== TEXT FOR ANALYSIS ==
= = = =
It is a doddle. I have large(ish) f90 codes that call many gpu routines written
mostly by me but I also use clFFT (see below).
U need to write a "wrapper" - a C routines that is called from fortran. Here how it is done:
f90 calling routine:
Call getp_ocl( P(1,1,I), PP(1,1,I), N1, 0, JPLEN, KPLEN, MY*NY, MZ*NZ, 0 )
Now the corresponding C routine is:
void getp_ocl_( double P, double TMP, int *LENX, int *IOFF, \
int *LENY, int *LENZ, int *YDIM, int *ZDIM, int *N_GPU )
Note the appended underscore in the c routine - this is needed
by most compilers - but not all. Test your sys for what works.
Compile the fortan part with -c option
Compile the C part (with gcc) also with -c. Do not forget the various
paths for loading the libs and include headers.
Link the *.o files with your linker.
Regarding math libs on amd gpus, you may find that you need to writre
your own stuff. I am currently using clFFT extensively but it does not
work (by design) on multiple gpu cards. So I am now writing my own
Thanks but my question is about a sort of analogue (if there is) of cublas thunking and non-thunking. So, something provided from the library and not hand-made piece of software (error prone and performance critical):)
= = = =
== TASK ITEM A ==
Rewrite the entries from their start up to and including the line with "box: [191, 294, 211, 305]", substituting "vector path" for "SVG path" and changing nothing else. Leave the pictures out.

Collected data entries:
= = = =
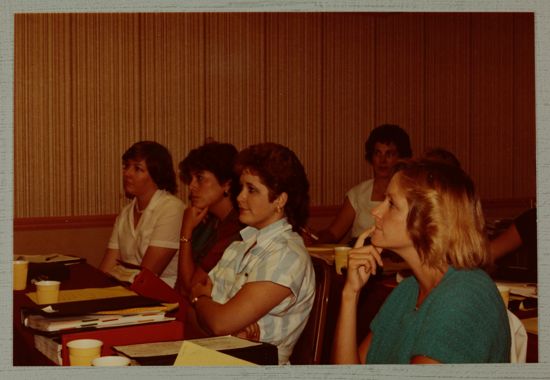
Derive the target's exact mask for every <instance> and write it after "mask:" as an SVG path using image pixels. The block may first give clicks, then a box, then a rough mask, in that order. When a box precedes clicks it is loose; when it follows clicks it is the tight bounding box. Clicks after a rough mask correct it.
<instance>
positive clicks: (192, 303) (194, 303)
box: [191, 294, 211, 305]
mask: <svg viewBox="0 0 550 380" xmlns="http://www.w3.org/2000/svg"><path fill="white" fill-rule="evenodd" d="M201 297H208V298H211V297H210V296H207V295H206V294H201V295H198V296H196V297H193V299H192V300H191V305H194V304H196V303H197V301H198V300H199V298H201Z"/></svg>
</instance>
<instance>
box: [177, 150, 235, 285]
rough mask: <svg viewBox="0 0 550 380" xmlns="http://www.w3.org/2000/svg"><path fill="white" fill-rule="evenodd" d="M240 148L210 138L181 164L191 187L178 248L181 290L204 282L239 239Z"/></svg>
mask: <svg viewBox="0 0 550 380" xmlns="http://www.w3.org/2000/svg"><path fill="white" fill-rule="evenodd" d="M237 153H238V152H237V149H236V148H235V147H234V146H233V145H231V144H222V143H218V142H209V143H206V144H204V145H202V146H200V147H198V148H196V149H193V150H191V152H189V154H188V155H187V157H185V159H184V160H182V161H181V162H180V164H179V169H180V179H181V181H182V182H184V183H185V184H186V185H187V186H188V187H189V202H190V203H189V205H188V206H187V208H186V209H185V212H184V214H183V221H182V226H181V244H180V251H179V261H178V265H179V270H178V272H179V278H178V282H179V286H178V287H177V288H178V290H179V291H180V292H181V293H182V294H184V295H188V294H189V291H190V290H191V286H192V284H195V283H197V282H203V281H204V280H205V279H206V277H207V276H208V272H209V271H210V270H211V269H212V268H213V267H214V266H215V265H216V264H217V263H218V261H219V260H220V258H221V257H222V255H223V252H224V251H225V249H226V248H227V246H228V245H229V244H231V243H232V242H233V241H235V240H240V238H241V235H240V234H239V231H240V230H241V229H243V228H244V225H243V224H242V223H241V222H240V221H239V212H238V210H237V201H236V198H237V195H238V193H239V189H240V185H239V177H238V176H237V175H235V173H234V171H233V164H234V163H235V157H237Z"/></svg>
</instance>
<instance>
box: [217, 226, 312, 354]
mask: <svg viewBox="0 0 550 380" xmlns="http://www.w3.org/2000/svg"><path fill="white" fill-rule="evenodd" d="M241 236H242V238H243V241H236V242H233V243H232V244H231V245H230V246H229V247H228V248H227V249H226V251H225V252H224V254H223V256H222V258H221V260H220V261H219V262H218V264H217V265H216V266H215V267H214V268H213V269H212V270H211V271H210V273H209V276H210V279H211V280H212V282H213V288H212V299H213V300H214V301H216V302H218V303H221V304H224V303H226V302H227V301H228V300H230V299H231V298H232V297H233V296H235V294H236V293H237V292H238V291H239V290H240V289H241V288H242V287H243V286H244V284H246V283H249V282H255V281H271V282H273V283H276V284H279V285H282V286H285V287H287V288H289V289H290V290H291V291H292V296H290V297H287V298H286V299H284V300H283V301H282V302H281V303H280V304H279V305H277V306H275V307H274V308H273V309H272V310H270V311H269V313H267V314H266V315H264V316H263V317H262V318H260V320H259V321H258V322H257V323H258V325H259V326H260V340H261V341H262V342H267V343H271V344H273V345H276V346H277V348H278V352H279V364H285V363H287V362H288V358H289V357H290V354H291V353H292V349H293V348H294V345H295V343H296V341H297V340H298V338H299V337H300V334H301V332H302V330H303V329H304V327H305V325H306V322H307V319H308V317H309V313H310V311H311V307H312V306H313V298H314V295H315V273H314V271H313V265H312V263H311V259H310V257H309V254H308V252H307V250H306V248H305V246H304V243H303V240H302V238H301V237H300V235H298V234H297V233H296V232H293V231H292V227H291V225H290V224H289V223H288V222H287V220H286V219H281V220H279V221H277V222H275V223H272V224H270V225H269V226H267V227H264V228H263V229H261V230H257V229H255V228H253V227H246V228H244V229H243V230H242V231H241Z"/></svg>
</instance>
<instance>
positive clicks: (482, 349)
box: [367, 267, 511, 364]
mask: <svg viewBox="0 0 550 380" xmlns="http://www.w3.org/2000/svg"><path fill="white" fill-rule="evenodd" d="M417 297H418V282H417V281H416V278H415V277H414V276H410V277H408V278H406V279H405V280H403V281H402V282H401V283H400V284H399V286H397V287H396V288H395V289H394V290H393V291H392V293H391V294H390V295H389V297H388V299H387V300H386V302H385V303H384V305H383V306H382V308H381V309H380V311H379V312H378V314H377V315H376V317H375V318H374V319H373V321H372V323H371V331H372V333H373V338H372V342H371V346H370V348H369V352H368V354H367V363H368V364H376V363H379V364H406V363H410V361H411V359H412V358H413V357H414V356H417V355H422V356H428V357H430V358H432V359H434V360H437V361H439V362H441V363H502V362H510V340H511V338H510V325H509V322H508V315H507V312H506V308H505V306H504V302H503V301H502V297H501V296H500V293H499V292H498V290H497V288H496V285H495V284H494V282H493V281H492V280H491V278H490V277H489V276H488V275H487V274H486V273H485V272H484V271H482V270H481V269H474V270H456V269H454V268H452V267H449V270H448V271H447V273H445V276H444V277H443V279H442V280H441V282H440V283H439V285H438V286H437V287H435V288H434V289H433V290H432V291H431V293H430V294H429V295H428V297H426V299H425V300H424V302H423V303H422V305H420V308H419V309H418V310H416V308H415V306H416V300H417Z"/></svg>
= = = =
== TASK ITEM B ==
Print the passage of the Fortran-to-C thread from "U need to write" up to and including "and include headers.".

== TASK RESULT A ==
Derive the target's exact mask for every <instance> and write it after "mask:" as an vector path using image pixels. The block may first give clicks, then a box, then a rough mask, in that order. When a box precedes clicks it is loose; when it follows clicks it is the tight bounding box. Clicks after a rough mask correct it.
<instance>
positive clicks: (192, 303) (194, 303)
box: [191, 294, 211, 305]

== TASK RESULT B ==
U need to write a "wrapper" - a C routines that is called from fortran. Here how it is done:
f90 calling routine:
Call getp_ocl( P(1,1,I), PP(1,1,I), N1, 0, JPLEN, KPLEN, MY*NY, MZ*NZ, 0 )
Now the corresponding C routine is:
void getp_ocl_( double P, double TMP, int *LENX, int *IOFF, \
int *LENY, int *LENZ, int *YDIM, int *ZDIM, int *N_GPU )
Note the appended underscore in the c routine - this is needed
by most compilers - but not all. Test your sys for what works.
Compile the fortan part with -c option
Compile the C part (with gcc) also with -c. Do not forget the various
paths for loading the libs and include headers.